SUPPLIED TEXT:
Abe on Drones in Israel -
4/21/24, 17:10
Q: Abraham I love the discussion
about the openness. And I really love the woman who asked the question. I love
to see her on your screen. And it reminded me about curiosity about being open
to experience the new, and about attachment theory actually because when a child
experiences the world new when it's open, it needs an attachment figure behind
him. And it looks behind him, you know, like on the playground. Am I safe? Is
this safe? And it's an attachment figure. If you have security you can go on
and be open in this world. And it really took me a little time to realize that
this attachment figure is my inner being and that I can be open because I can
trust on this guidance and on this sifting process. I can feel if it's good for
me or not and there's no need to be guarded. So, thank you for this new word.
A: Both the conversation that you are referring to, where someone introduced
into that conversation the words open-minded. And we liked it, too. We've been
talking about thinking outside the box. Being more open-minded is an easier way
to address that. But both that conversation and what you are talking about here
today is touching on a very important thing. So let's just take a little bit of
time here and focus together.
Always as you are standing in your now, with your existing point of attraction
- there's that word from the previous question - you are challenged as humans,
often, with wanting the security of what is, or the adventure of the unknown.
That's really the essence of what this conversation is really about.
Really, you're wanting the eagerness of moving forward, and the newness of it,
and the excitement of it, of the expansion and the more. But again it's like
Jerry's conversation about not putting your basket out so far that it confuses
you or frightens you or makes you feel discouraged, but not so close up that
it's boring. You want it to be far enough that it feels enticing and exciting
but not so far that it feels threatening or unimaginable or impossible or not
doable.

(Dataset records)
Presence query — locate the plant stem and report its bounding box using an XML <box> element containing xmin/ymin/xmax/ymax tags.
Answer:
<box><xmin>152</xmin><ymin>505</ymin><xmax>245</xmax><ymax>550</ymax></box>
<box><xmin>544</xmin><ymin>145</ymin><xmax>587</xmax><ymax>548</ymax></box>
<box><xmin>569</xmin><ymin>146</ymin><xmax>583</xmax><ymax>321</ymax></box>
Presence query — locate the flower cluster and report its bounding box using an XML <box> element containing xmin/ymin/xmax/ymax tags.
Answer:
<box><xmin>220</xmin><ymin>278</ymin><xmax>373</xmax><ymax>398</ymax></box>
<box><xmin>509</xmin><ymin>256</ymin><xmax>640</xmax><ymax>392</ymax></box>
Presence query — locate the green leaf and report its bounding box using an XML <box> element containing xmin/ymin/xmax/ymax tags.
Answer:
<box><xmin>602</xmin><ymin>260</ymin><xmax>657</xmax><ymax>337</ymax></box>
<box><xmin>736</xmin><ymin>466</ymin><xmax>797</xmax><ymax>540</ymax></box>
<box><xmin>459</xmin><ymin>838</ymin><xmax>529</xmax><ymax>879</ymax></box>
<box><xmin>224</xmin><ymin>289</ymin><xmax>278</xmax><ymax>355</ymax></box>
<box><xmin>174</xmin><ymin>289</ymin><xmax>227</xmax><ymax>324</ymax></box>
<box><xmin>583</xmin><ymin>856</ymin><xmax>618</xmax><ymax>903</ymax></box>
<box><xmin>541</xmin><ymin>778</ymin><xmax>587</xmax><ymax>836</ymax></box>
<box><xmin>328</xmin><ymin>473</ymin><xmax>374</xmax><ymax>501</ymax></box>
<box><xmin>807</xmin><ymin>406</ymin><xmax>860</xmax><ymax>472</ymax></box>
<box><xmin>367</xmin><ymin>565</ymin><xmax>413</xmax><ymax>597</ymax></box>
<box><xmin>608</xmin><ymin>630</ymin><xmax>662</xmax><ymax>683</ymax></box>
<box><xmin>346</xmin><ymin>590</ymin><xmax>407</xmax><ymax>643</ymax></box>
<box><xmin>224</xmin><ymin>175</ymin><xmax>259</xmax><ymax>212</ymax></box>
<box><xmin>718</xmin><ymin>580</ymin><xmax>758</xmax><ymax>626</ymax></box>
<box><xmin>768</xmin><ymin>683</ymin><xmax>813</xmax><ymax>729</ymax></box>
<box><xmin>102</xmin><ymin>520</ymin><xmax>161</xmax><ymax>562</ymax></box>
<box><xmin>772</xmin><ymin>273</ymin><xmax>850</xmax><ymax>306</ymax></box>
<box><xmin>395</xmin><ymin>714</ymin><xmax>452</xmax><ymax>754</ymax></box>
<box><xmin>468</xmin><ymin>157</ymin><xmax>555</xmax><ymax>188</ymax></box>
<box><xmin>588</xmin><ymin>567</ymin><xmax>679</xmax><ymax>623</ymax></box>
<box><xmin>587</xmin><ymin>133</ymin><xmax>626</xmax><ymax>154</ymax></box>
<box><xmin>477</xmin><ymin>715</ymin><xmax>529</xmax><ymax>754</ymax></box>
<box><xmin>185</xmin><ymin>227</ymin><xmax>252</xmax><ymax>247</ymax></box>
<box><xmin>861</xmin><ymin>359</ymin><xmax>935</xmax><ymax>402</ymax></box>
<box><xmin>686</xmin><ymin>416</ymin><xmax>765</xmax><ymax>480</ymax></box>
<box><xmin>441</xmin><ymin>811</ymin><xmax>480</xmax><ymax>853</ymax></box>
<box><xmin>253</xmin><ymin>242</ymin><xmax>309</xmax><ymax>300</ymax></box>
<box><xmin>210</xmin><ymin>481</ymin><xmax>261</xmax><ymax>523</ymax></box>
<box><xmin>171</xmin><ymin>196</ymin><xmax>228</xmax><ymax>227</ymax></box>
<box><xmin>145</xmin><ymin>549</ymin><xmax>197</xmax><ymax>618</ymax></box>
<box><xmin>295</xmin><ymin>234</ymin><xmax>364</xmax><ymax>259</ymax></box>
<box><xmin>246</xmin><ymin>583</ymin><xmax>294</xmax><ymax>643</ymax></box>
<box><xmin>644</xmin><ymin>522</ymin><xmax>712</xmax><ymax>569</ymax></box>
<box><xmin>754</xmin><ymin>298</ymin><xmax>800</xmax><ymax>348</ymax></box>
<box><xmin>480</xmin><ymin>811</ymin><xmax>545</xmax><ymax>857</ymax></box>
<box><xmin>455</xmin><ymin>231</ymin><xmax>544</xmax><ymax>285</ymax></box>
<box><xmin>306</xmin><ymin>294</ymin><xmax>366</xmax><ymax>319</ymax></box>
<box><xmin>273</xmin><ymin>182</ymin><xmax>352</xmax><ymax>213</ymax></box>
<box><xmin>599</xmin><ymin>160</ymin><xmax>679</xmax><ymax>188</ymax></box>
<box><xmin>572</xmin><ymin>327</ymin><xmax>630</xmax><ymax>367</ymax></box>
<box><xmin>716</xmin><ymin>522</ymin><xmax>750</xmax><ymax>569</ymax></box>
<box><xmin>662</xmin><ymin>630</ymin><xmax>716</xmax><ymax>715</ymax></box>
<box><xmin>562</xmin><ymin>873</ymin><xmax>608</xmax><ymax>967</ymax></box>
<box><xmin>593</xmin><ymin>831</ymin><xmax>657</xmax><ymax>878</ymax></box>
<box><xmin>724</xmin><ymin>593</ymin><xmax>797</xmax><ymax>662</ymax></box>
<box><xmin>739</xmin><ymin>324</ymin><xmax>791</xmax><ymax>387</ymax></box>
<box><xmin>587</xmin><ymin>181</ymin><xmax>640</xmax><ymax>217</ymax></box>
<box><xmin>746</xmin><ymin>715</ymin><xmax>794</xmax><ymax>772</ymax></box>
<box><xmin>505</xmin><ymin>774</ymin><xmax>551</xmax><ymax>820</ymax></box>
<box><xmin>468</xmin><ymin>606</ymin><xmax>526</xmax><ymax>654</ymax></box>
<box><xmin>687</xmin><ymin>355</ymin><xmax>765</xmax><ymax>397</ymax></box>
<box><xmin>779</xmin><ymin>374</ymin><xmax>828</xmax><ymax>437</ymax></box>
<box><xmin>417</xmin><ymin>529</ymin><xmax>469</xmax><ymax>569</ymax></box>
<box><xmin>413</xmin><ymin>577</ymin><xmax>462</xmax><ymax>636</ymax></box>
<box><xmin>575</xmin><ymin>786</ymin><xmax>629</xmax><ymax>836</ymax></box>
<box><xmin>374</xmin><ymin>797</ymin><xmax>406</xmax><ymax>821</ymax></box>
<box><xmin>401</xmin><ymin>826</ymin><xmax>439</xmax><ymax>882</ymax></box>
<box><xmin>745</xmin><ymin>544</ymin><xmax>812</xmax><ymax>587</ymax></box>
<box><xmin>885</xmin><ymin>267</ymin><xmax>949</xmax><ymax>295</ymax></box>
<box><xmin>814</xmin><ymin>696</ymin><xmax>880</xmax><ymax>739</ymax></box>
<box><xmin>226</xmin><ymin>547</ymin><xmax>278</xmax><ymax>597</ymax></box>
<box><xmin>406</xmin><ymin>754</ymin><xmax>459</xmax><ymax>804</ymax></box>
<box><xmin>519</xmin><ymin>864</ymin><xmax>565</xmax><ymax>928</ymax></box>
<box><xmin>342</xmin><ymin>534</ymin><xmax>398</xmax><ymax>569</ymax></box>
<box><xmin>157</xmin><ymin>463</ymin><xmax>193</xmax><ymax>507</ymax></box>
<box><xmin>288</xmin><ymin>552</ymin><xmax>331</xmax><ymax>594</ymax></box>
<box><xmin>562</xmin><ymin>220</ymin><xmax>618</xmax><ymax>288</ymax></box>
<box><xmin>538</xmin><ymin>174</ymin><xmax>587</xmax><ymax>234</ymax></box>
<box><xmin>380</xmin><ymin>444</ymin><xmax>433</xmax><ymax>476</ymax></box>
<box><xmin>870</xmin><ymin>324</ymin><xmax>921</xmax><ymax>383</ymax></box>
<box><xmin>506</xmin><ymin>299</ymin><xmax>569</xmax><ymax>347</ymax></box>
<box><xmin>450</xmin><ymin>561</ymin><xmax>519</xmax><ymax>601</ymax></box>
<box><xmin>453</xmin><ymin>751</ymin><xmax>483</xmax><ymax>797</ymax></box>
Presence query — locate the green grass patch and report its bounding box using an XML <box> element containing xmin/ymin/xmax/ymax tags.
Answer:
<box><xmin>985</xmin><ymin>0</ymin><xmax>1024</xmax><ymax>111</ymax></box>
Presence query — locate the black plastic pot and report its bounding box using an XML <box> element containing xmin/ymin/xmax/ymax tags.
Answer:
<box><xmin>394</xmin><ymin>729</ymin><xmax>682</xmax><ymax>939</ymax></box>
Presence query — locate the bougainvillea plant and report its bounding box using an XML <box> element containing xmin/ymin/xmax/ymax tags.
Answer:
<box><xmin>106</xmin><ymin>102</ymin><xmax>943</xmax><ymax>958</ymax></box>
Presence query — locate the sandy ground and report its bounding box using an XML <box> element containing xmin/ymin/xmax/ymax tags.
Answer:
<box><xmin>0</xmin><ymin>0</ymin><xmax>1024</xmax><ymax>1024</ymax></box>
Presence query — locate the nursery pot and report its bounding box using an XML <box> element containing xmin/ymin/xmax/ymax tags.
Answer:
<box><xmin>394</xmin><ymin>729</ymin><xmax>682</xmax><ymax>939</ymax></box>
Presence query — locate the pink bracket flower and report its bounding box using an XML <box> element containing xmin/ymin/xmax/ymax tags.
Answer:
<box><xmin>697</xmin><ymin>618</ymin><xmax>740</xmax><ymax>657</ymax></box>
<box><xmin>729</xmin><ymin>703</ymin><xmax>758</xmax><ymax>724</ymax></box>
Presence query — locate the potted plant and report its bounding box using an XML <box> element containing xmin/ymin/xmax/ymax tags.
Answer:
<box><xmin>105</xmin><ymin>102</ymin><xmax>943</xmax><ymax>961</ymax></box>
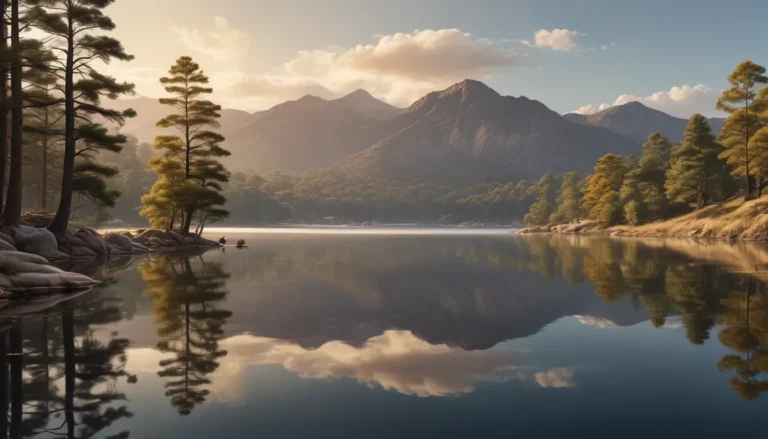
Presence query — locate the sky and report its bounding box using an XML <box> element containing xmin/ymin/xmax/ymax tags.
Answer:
<box><xmin>102</xmin><ymin>0</ymin><xmax>768</xmax><ymax>117</ymax></box>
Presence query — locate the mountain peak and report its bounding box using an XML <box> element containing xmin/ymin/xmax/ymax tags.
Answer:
<box><xmin>344</xmin><ymin>88</ymin><xmax>376</xmax><ymax>99</ymax></box>
<box><xmin>331</xmin><ymin>88</ymin><xmax>402</xmax><ymax>119</ymax></box>
<box><xmin>442</xmin><ymin>79</ymin><xmax>499</xmax><ymax>96</ymax></box>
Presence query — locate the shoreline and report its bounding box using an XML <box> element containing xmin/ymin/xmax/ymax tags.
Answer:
<box><xmin>518</xmin><ymin>197</ymin><xmax>768</xmax><ymax>242</ymax></box>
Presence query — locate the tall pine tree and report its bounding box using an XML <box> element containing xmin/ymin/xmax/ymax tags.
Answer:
<box><xmin>142</xmin><ymin>56</ymin><xmax>230</xmax><ymax>234</ymax></box>
<box><xmin>717</xmin><ymin>61</ymin><xmax>768</xmax><ymax>200</ymax></box>
<box><xmin>665</xmin><ymin>114</ymin><xmax>724</xmax><ymax>209</ymax></box>
<box><xmin>29</xmin><ymin>0</ymin><xmax>135</xmax><ymax>238</ymax></box>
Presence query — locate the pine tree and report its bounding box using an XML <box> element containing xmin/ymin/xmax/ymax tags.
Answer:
<box><xmin>523</xmin><ymin>172</ymin><xmax>557</xmax><ymax>227</ymax></box>
<box><xmin>642</xmin><ymin>132</ymin><xmax>674</xmax><ymax>168</ymax></box>
<box><xmin>665</xmin><ymin>114</ymin><xmax>724</xmax><ymax>209</ymax></box>
<box><xmin>620</xmin><ymin>133</ymin><xmax>672</xmax><ymax>225</ymax></box>
<box><xmin>29</xmin><ymin>0</ymin><xmax>135</xmax><ymax>238</ymax></box>
<box><xmin>2</xmin><ymin>0</ymin><xmax>24</xmax><ymax>226</ymax></box>
<box><xmin>717</xmin><ymin>61</ymin><xmax>768</xmax><ymax>200</ymax></box>
<box><xmin>582</xmin><ymin>154</ymin><xmax>627</xmax><ymax>226</ymax></box>
<box><xmin>549</xmin><ymin>171</ymin><xmax>581</xmax><ymax>224</ymax></box>
<box><xmin>142</xmin><ymin>56</ymin><xmax>230</xmax><ymax>234</ymax></box>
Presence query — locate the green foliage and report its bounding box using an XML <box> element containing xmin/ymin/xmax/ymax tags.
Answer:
<box><xmin>665</xmin><ymin>114</ymin><xmax>725</xmax><ymax>209</ymax></box>
<box><xmin>141</xmin><ymin>56</ymin><xmax>230</xmax><ymax>233</ymax></box>
<box><xmin>717</xmin><ymin>61</ymin><xmax>768</xmax><ymax>200</ymax></box>
<box><xmin>582</xmin><ymin>154</ymin><xmax>627</xmax><ymax>226</ymax></box>
<box><xmin>549</xmin><ymin>171</ymin><xmax>583</xmax><ymax>224</ymax></box>
<box><xmin>28</xmin><ymin>0</ymin><xmax>135</xmax><ymax>236</ymax></box>
<box><xmin>524</xmin><ymin>173</ymin><xmax>557</xmax><ymax>226</ymax></box>
<box><xmin>642</xmin><ymin>133</ymin><xmax>673</xmax><ymax>168</ymax></box>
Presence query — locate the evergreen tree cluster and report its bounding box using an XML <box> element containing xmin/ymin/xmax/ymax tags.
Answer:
<box><xmin>526</xmin><ymin>61</ymin><xmax>768</xmax><ymax>230</ymax></box>
<box><xmin>0</xmin><ymin>0</ymin><xmax>229</xmax><ymax>239</ymax></box>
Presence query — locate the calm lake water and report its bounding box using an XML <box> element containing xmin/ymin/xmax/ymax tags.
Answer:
<box><xmin>0</xmin><ymin>229</ymin><xmax>768</xmax><ymax>439</ymax></box>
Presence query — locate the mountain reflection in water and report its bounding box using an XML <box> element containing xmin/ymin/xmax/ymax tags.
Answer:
<box><xmin>0</xmin><ymin>232</ymin><xmax>768</xmax><ymax>438</ymax></box>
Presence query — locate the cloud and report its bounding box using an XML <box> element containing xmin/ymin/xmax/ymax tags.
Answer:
<box><xmin>534</xmin><ymin>368</ymin><xmax>576</xmax><ymax>389</ymax></box>
<box><xmin>573</xmin><ymin>84</ymin><xmax>719</xmax><ymax>119</ymax></box>
<box><xmin>227</xmin><ymin>76</ymin><xmax>338</xmax><ymax>100</ymax></box>
<box><xmin>218</xmin><ymin>29</ymin><xmax>518</xmax><ymax>106</ymax></box>
<box><xmin>574</xmin><ymin>315</ymin><xmax>616</xmax><ymax>329</ymax></box>
<box><xmin>532</xmin><ymin>29</ymin><xmax>584</xmax><ymax>52</ymax></box>
<box><xmin>171</xmin><ymin>17</ymin><xmax>249</xmax><ymax>62</ymax></box>
<box><xmin>126</xmin><ymin>330</ymin><xmax>573</xmax><ymax>402</ymax></box>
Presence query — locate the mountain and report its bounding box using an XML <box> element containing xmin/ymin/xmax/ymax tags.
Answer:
<box><xmin>106</xmin><ymin>96</ymin><xmax>251</xmax><ymax>143</ymax></box>
<box><xmin>563</xmin><ymin>102</ymin><xmax>724</xmax><ymax>144</ymax></box>
<box><xmin>226</xmin><ymin>95</ymin><xmax>400</xmax><ymax>172</ymax></box>
<box><xmin>108</xmin><ymin>90</ymin><xmax>403</xmax><ymax>172</ymax></box>
<box><xmin>329</xmin><ymin>89</ymin><xmax>403</xmax><ymax>120</ymax></box>
<box><xmin>334</xmin><ymin>80</ymin><xmax>640</xmax><ymax>184</ymax></box>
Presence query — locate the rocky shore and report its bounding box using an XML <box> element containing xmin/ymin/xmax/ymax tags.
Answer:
<box><xmin>0</xmin><ymin>225</ymin><xmax>219</xmax><ymax>300</ymax></box>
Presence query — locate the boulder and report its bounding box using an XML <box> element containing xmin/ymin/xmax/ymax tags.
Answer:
<box><xmin>7</xmin><ymin>226</ymin><xmax>68</xmax><ymax>259</ymax></box>
<box><xmin>0</xmin><ymin>251</ymin><xmax>49</xmax><ymax>265</ymax></box>
<box><xmin>0</xmin><ymin>232</ymin><xmax>16</xmax><ymax>248</ymax></box>
<box><xmin>75</xmin><ymin>229</ymin><xmax>109</xmax><ymax>255</ymax></box>
<box><xmin>69</xmin><ymin>245</ymin><xmax>98</xmax><ymax>256</ymax></box>
<box><xmin>131</xmin><ymin>242</ymin><xmax>149</xmax><ymax>253</ymax></box>
<box><xmin>0</xmin><ymin>251</ymin><xmax>98</xmax><ymax>291</ymax></box>
<box><xmin>0</xmin><ymin>239</ymin><xmax>16</xmax><ymax>252</ymax></box>
<box><xmin>104</xmin><ymin>233</ymin><xmax>133</xmax><ymax>252</ymax></box>
<box><xmin>0</xmin><ymin>271</ymin><xmax>98</xmax><ymax>291</ymax></box>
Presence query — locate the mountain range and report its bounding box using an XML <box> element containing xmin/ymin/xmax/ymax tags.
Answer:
<box><xmin>563</xmin><ymin>102</ymin><xmax>725</xmax><ymax>143</ymax></box>
<box><xmin>111</xmin><ymin>80</ymin><xmax>722</xmax><ymax>185</ymax></box>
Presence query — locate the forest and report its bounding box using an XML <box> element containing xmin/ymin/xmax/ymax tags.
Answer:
<box><xmin>525</xmin><ymin>61</ymin><xmax>768</xmax><ymax>230</ymax></box>
<box><xmin>0</xmin><ymin>0</ymin><xmax>229</xmax><ymax>237</ymax></box>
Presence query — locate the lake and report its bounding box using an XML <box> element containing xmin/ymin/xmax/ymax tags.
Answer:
<box><xmin>0</xmin><ymin>228</ymin><xmax>768</xmax><ymax>439</ymax></box>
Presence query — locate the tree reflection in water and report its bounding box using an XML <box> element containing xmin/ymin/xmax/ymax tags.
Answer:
<box><xmin>139</xmin><ymin>256</ymin><xmax>232</xmax><ymax>415</ymax></box>
<box><xmin>0</xmin><ymin>237</ymin><xmax>768</xmax><ymax>438</ymax></box>
<box><xmin>0</xmin><ymin>284</ymin><xmax>133</xmax><ymax>438</ymax></box>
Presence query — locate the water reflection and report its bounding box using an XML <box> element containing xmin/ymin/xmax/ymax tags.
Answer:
<box><xmin>0</xmin><ymin>236</ymin><xmax>768</xmax><ymax>438</ymax></box>
<box><xmin>139</xmin><ymin>256</ymin><xmax>232</xmax><ymax>415</ymax></box>
<box><xmin>0</xmin><ymin>284</ymin><xmax>133</xmax><ymax>438</ymax></box>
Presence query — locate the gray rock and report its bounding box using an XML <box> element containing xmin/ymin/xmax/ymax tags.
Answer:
<box><xmin>0</xmin><ymin>251</ymin><xmax>49</xmax><ymax>265</ymax></box>
<box><xmin>0</xmin><ymin>239</ymin><xmax>16</xmax><ymax>252</ymax></box>
<box><xmin>0</xmin><ymin>272</ymin><xmax>98</xmax><ymax>291</ymax></box>
<box><xmin>75</xmin><ymin>229</ymin><xmax>109</xmax><ymax>255</ymax></box>
<box><xmin>69</xmin><ymin>245</ymin><xmax>98</xmax><ymax>256</ymax></box>
<box><xmin>0</xmin><ymin>232</ymin><xmax>16</xmax><ymax>247</ymax></box>
<box><xmin>104</xmin><ymin>233</ymin><xmax>133</xmax><ymax>251</ymax></box>
<box><xmin>131</xmin><ymin>242</ymin><xmax>149</xmax><ymax>253</ymax></box>
<box><xmin>8</xmin><ymin>226</ymin><xmax>68</xmax><ymax>259</ymax></box>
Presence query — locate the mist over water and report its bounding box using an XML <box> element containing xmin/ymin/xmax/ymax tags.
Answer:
<box><xmin>0</xmin><ymin>232</ymin><xmax>768</xmax><ymax>438</ymax></box>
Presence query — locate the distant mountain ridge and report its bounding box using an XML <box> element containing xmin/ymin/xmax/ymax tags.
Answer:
<box><xmin>563</xmin><ymin>102</ymin><xmax>724</xmax><ymax>144</ymax></box>
<box><xmin>106</xmin><ymin>80</ymin><xmax>722</xmax><ymax>185</ymax></box>
<box><xmin>335</xmin><ymin>80</ymin><xmax>639</xmax><ymax>183</ymax></box>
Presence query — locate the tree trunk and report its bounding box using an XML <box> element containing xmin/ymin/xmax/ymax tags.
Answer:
<box><xmin>0</xmin><ymin>334</ymin><xmax>8</xmax><ymax>439</ymax></box>
<box><xmin>181</xmin><ymin>210</ymin><xmax>194</xmax><ymax>235</ymax></box>
<box><xmin>0</xmin><ymin>0</ymin><xmax>8</xmax><ymax>220</ymax></box>
<box><xmin>40</xmin><ymin>107</ymin><xmax>50</xmax><ymax>212</ymax></box>
<box><xmin>2</xmin><ymin>0</ymin><xmax>24</xmax><ymax>226</ymax></box>
<box><xmin>48</xmin><ymin>22</ymin><xmax>77</xmax><ymax>238</ymax></box>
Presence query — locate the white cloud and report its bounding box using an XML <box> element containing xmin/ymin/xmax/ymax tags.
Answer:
<box><xmin>216</xmin><ymin>29</ymin><xmax>518</xmax><ymax>106</ymax></box>
<box><xmin>126</xmin><ymin>330</ymin><xmax>574</xmax><ymax>402</ymax></box>
<box><xmin>534</xmin><ymin>368</ymin><xmax>576</xmax><ymax>389</ymax></box>
<box><xmin>573</xmin><ymin>84</ymin><xmax>719</xmax><ymax>119</ymax></box>
<box><xmin>171</xmin><ymin>17</ymin><xmax>249</xmax><ymax>62</ymax></box>
<box><xmin>532</xmin><ymin>29</ymin><xmax>586</xmax><ymax>52</ymax></box>
<box><xmin>574</xmin><ymin>315</ymin><xmax>616</xmax><ymax>329</ymax></box>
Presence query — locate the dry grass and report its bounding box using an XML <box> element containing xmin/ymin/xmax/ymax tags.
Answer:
<box><xmin>606</xmin><ymin>198</ymin><xmax>768</xmax><ymax>240</ymax></box>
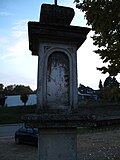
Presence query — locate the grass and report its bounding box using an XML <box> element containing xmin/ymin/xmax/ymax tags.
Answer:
<box><xmin>77</xmin><ymin>124</ymin><xmax>120</xmax><ymax>134</ymax></box>
<box><xmin>0</xmin><ymin>105</ymin><xmax>36</xmax><ymax>124</ymax></box>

CHALLENGES:
**1.** In the question-and-answer transcript, list each word or phrase that the sentence beginning "You want it to be far enough" uses for how the basket feels when it is put out too far.
**2.** Continue the question-and-answer transcript from where it stops.

OUTPUTS IN ORDER:
**1.**
- threatening
- unimaginable
- impossible
- not doable

**2.**
So, each of you are under different
situations, considering different subjects, in different places of feeling that
out. And it really is a process of just feeling it out, isn't it?
We are not really excited about
the word attachment. It's used in so many ways that cause confusion. Humans
similarly use the word grounded, meaning not getting too far away from what is
stable and secure. But we would not be emphasizing things to our children or to
ourselves that is guarded or fearful. The person on the playground watching out
for you, that sort of thing. It is so overrated and so misunderstood, and it
does increase the feeling of vulnerability.
Where what you are wanting to
do, as someone who lives in your body and in this world, and as someone who
mentors others who are, whether they are children or adults, whether they are
your children or others’ children.
What you're really wanting to do
is to evoke from them - because you've got such a good job going on of you
evoking it for yourself, activating in your bag of marbles, so to speak - your
sense of well-being.
And of course
you hit upon it. The most magnificent sense of well-being that you can have is
when you, once and for all, acknowledge the existence of your inner being, the
existence of source energy. The existence of source energy’s love and attention
on you.
Someone wrote a
very magnificent email, someone living in Israel. That night that it was known
that all of those drones and bombs and missiles were headed for Israel. And she
was really considering what that meant to her. And she described her ability to
diffuse and focus - she used the word focus - on her knowing that her inner
being is aware of her, and that there is a powerful well-being that comes with
that. And then she slept well, even under those conditions. Quite admirable.
So,
what that makes us want to say to all of you who are looking for some
attachment of well-being, you've got it! You just have to acknowledge it and
know it.
And these conversations also make us
want to say to all of you that it feels far-fetched. This woman was asking, who
had written the question in, did I really cause or was I a part of the reason
for the more positive outcome of that night? And of course the answer to that
is yes. But it's hard to hear. And most people think that those are too grandiose
thoughts, and we're not wanting to get heavy on them.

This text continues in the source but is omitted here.